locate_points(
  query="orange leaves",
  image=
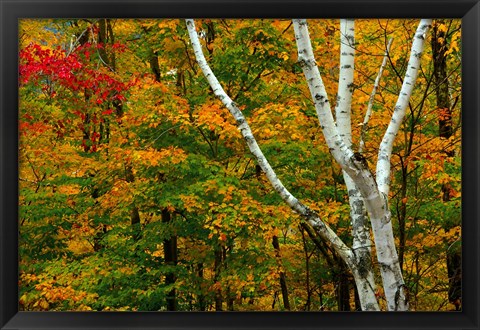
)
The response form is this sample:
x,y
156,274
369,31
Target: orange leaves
x,y
153,157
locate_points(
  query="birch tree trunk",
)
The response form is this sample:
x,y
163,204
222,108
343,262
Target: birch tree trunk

**********

Lay out the lines of the records above as a numbered list, skipping any blank lines and leaving the pictures out.

■ Output for this exercise:
1. locate_points(
2.   query="orange leaves",
3.   image=
4. )
5. The response form is this sample:
6. x,y
7. 156,274
8. 369,31
9. Target: orange leaves
10. x,y
11. 153,157
12. locate_points(
13.   query="birch tree trunk",
14. )
15. The response form is this sample:
16. x,y
17. 163,204
18. 222,108
19. 343,262
20. Target: birch tree trunk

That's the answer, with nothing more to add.